### The tasks
1. According to the excerpt, how many members did the Association of German-Swiss Women's Societies for the Promotion of Morality have by 1912?
2. Update the stretch of the excerpt from "The associations in French-speaking" through "with 25,772 members." so that "biggest" replaces "largest", and write out the revised stretch.

### Excerpt provided
%%

Title page of a study on the relations between the Internationaler Verein Freundinnen junger Mädchen and the social purity movement, presented by Amélie Humbert-Droz in 1895 and published the same year in Neuchâtel by Attinger Frères

The associations in French-speaking Switzerland (the Dames de l'œuvre de secours and the Dames de la Fédération) largely followed these principles, and as early as 1875 they joined together in the Comité intercantonal de dames de la Suisse. The associations in German-speaking Switzerland, by contrast, also demanded repressive measures against prostitutes. In 1901 they separated from the FAI as the Association of German-Swiss Women's Societies for the Promotion of Morality (Verband deutschschweizerischer Frauenvereine zur Hebung der Sittlichkeit), and by 1912 this had become the largest women's organization in Switzerland, with 25,772 members.

The movement was rooted in Protestant parishes and free church circles. Pastors, teachers, physicians, lawyers, and civil servants were overrepresented in its men's associations, and their wives and sisters in its women's associations. Men acted at the political level, while women were responsible for door-to-door collections and the circulation of petitions, among other things. Men and women of the movement were often also active in the temperance movement and in the charitable women's movement (the Swiss Women's Charitable Association, Schweizerischer Gemeinnütziger Frauenverein, SGF). In Catholic areas, Catholic women's associations (the Swiss Catholic Women's League, SKF), the clergy, and conservative and Christian social politicians worked together to found associations for the protection of girls (Mädchenschutzvereine).

== Activities ==

Title page of the lecture that the physician Marie Heim-Vögtlin gave at the annual meeting of the Zurich Women's League for the Promotion of Morality (Zürcher Frauenbund zur Hebung der Sittlichkeit) on 19 May 1904

Until about 1900 the movement campaigned mainly for the closure of brothels and, above all in German-speaking Switzerland, for the control and criminalization of street prostitutes. It called for the offense of procuring (Kuppelei) to be extended to the renting of apartments and for foreign prostitutes to be expelled, and it worked with the police and the health authorities. After successful referendum campaigns, such as the one in the canton of Zurich in 1897, education (lectures, brochures), welfare, and prevention gained in importance from 1900. The educational measures were aimed above all at women. Mothers from working-class districts were instructed at tea gatherings; women considered at risk, and so-called fallen women, were disciplined in homes through housework and gardening; and the homeless were housed in shelters or with Christian families. Women newly arrived in the city were found lodgings and jobs (through the Freundinnen junger Mädchen, FJM), people released from prison were given support, those classed as "beyond saving" were committed to workhouses (Arbeitsanstalten), and children, most of them born out of wedlock, were placed with foster families.

%%

### Data listing
%%

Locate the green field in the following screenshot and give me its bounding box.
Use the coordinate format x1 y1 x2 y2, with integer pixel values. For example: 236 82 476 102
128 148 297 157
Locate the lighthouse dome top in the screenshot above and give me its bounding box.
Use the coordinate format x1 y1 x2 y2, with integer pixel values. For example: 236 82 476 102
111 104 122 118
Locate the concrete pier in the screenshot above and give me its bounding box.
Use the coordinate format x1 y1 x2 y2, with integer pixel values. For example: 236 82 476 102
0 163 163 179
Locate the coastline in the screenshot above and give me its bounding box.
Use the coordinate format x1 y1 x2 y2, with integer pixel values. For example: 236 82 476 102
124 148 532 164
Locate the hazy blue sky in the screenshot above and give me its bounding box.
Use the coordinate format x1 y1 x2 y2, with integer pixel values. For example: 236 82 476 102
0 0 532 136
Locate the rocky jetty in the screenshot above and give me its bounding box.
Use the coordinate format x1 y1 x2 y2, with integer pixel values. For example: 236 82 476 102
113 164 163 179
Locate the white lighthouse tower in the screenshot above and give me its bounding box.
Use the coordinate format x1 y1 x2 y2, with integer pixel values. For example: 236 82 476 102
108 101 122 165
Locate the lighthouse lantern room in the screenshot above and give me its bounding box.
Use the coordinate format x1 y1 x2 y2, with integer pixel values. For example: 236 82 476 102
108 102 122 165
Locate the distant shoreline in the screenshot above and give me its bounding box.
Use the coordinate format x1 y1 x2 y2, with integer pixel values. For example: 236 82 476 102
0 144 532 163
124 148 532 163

%%

### Answers below
1. It had 25,772 members.

2.
The associations in French-speaking Switzerland (the Dames de l'œuvre de secours and the Dames de la Fédération) largely followed these principles, and as early as 1875 they joined together in the Comité intercantonal de dames de la Suisse. The associations in German-speaking Switzerland, by contrast, also demanded repressive measures against prostitutes. In 1901 they separated from the FAI as the Association of German-Swiss Women's Societies for the Promotion of Morality (Verband deutschschweizerischer Frauenvereine zur Hebung der Sittlichkeit), and by 1912 this had become the biggest women's organization in Switzerland, with 25,772 members.